- **Description of the task**
Give the records once more, exactly as they stand.

- **Provided data**
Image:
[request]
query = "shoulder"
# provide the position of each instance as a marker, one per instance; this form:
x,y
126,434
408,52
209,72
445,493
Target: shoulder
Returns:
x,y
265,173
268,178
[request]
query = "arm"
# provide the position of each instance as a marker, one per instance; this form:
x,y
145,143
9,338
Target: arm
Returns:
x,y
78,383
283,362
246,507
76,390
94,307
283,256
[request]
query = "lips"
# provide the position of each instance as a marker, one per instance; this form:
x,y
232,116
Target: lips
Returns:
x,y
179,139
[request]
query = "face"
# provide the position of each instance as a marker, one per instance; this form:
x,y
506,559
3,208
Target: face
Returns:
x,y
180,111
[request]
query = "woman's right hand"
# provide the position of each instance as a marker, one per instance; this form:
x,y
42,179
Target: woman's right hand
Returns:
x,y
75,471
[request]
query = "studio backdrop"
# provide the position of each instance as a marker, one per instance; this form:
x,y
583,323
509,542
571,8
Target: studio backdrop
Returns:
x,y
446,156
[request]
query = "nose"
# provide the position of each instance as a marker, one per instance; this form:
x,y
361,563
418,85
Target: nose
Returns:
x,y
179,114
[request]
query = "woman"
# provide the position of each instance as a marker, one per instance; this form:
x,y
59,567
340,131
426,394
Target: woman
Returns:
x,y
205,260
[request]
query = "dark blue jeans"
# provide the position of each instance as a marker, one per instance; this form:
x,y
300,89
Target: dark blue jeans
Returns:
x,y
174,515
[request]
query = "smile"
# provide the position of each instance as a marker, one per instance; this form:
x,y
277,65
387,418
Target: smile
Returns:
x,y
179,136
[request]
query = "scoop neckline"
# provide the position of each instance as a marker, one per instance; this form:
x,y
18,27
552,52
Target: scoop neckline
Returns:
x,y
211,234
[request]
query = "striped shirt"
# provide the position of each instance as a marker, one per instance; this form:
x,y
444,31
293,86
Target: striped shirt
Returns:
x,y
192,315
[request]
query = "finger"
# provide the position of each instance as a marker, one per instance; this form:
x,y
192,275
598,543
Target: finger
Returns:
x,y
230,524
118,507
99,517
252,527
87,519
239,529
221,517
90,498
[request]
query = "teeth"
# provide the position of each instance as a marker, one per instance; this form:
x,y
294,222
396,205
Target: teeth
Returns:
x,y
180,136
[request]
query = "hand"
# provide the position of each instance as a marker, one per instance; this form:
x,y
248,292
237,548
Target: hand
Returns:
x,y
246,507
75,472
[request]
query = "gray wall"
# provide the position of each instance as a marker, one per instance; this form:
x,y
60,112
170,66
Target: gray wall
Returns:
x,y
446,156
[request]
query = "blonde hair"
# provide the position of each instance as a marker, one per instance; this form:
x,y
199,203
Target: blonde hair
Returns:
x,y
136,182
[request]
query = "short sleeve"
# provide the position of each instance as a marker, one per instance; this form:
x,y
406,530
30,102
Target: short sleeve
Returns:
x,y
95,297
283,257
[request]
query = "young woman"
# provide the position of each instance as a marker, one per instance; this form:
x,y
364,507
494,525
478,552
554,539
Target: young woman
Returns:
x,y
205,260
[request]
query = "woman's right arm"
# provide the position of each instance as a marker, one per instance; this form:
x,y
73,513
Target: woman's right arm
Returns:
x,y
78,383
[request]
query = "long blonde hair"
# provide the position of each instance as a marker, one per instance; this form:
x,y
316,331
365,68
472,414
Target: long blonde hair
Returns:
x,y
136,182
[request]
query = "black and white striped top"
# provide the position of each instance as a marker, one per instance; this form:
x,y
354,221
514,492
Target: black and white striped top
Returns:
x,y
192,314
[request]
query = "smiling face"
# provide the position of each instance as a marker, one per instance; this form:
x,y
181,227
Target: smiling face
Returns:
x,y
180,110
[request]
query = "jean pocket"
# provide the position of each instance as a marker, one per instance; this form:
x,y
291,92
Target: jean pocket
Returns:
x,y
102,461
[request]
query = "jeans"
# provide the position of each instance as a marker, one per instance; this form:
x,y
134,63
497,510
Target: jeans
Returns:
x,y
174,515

- **Your response**
Image:
[request]
query = "shoulder"
# provide the position of each instance as a marker, one per instance; this form:
x,y
126,434
408,52
209,72
445,493
Target: shoulder
Returns:
x,y
265,173
268,178
[request]
query = "arm"
# provide the position of each instance as a marker, one per instance; this form:
x,y
145,143
9,338
Target: arm
Returns:
x,y
78,383
283,362
246,507
76,390
94,307
283,256
[request]
query = "lips"
# provide the position of each instance as a marker, one per instance; this form:
x,y
232,116
Target: lips
Returns:
x,y
179,139
[request]
query = "face"
# provide the position of each instance as a marker, one per instance; this form:
x,y
506,559
3,208
Target: face
Returns:
x,y
180,111
[request]
query = "woman's right hand"
# provide the position of each instance as a marker, one per instance; this form:
x,y
42,179
Target: woman's right hand
Returns:
x,y
75,471
[request]
query = "studio backdrop"
# provide the position of each instance as a marker, one per instance; this form:
x,y
583,323
509,542
571,8
Target: studio backdrop
Returns:
x,y
446,156
[request]
query = "nose"
# provide the position of each instance as a marker, one per instance; this form:
x,y
361,563
418,85
Target: nose
Returns:
x,y
179,114
[request]
query = "woman"
# provide the position of each instance as a marker, one per instance; this form:
x,y
59,567
340,131
426,394
Target: woman
Returns:
x,y
205,260
[request]
query = "dark blue jeans"
# provide the position of each instance as a marker, one per instance; this form:
x,y
300,89
Target: dark blue jeans
Returns:
x,y
174,515
[request]
query = "smile"
# provide the position of each instance as a marker, one per instance; this form:
x,y
277,65
387,418
Target: smile
Returns:
x,y
179,136
[request]
query = "scoop neckline"
# provide the position of each instance as a marker, one per instance; this form:
x,y
18,27
552,52
Target: scoop neckline
Returns:
x,y
211,234
[request]
query = "striped shirt"
# provide the position of each instance as a marker, one per instance; this form:
x,y
444,31
293,86
Target: striped shirt
Returns:
x,y
192,315
[request]
query = "finger"
# provide the position of each instance as a marker, one per instance; this form:
x,y
192,275
598,543
Target: finger
Returns:
x,y
230,524
118,507
99,517
252,527
87,519
239,529
221,517
90,498
[request]
query = "teeth"
# provide the position of each instance as a marker, one per instance; this form:
x,y
294,222
396,205
Target: teeth
Returns:
x,y
180,136
[request]
query = "hand"
# provide the position of each instance as a marker, one per instance; this form:
x,y
248,292
237,548
Target: hand
Returns:
x,y
246,507
75,472
[request]
query = "gray wall"
# provide the position of each instance as a marker, one per instance; this form:
x,y
60,112
170,66
Target: gray wall
Returns:
x,y
446,156
[request]
query = "blonde hair"
# provide the position of each instance as a marker, one per instance; this form:
x,y
199,203
Target: blonde hair
Returns:
x,y
136,182
[request]
query = "short sleeve"
# provide the position of each instance as a marker, one per instance; this form:
x,y
406,530
30,102
Target: short sleeve
Returns:
x,y
95,297
283,257
[request]
query = "young woman"
# provide the position of each instance as a marker, one per instance; this form:
x,y
364,507
494,525
478,552
554,539
Target: young woman
Returns:
x,y
205,260
[request]
query = "woman's right arm"
# provide the position of each instance as a marker, one per instance; this form:
x,y
73,513
Target: woman's right arm
Returns:
x,y
78,383
[request]
query = "long blonde hair"
# provide the position of each instance as a marker, one per instance; this form:
x,y
316,331
365,68
472,414
Target: long blonde hair
Returns:
x,y
136,182
[request]
query = "black and white striped top"
# provide the position of each instance as a marker, one per instance; this form:
x,y
354,221
514,492
Target: black and white striped top
Returns:
x,y
192,314
[request]
query = "smiling face"
# provide the position of each instance as a marker, one per instance; this form:
x,y
181,227
Target: smiling face
Returns:
x,y
180,110
[request]
query = "jean pocket"
# provide the position of each instance as a marker, one per instance; this form:
x,y
291,92
Target: jean pocket
Returns:
x,y
102,461
[request]
query = "jeans"
# provide the position of each instance as a marker, one per instance; this form:
x,y
134,63
497,510
Target: jeans
Returns:
x,y
174,515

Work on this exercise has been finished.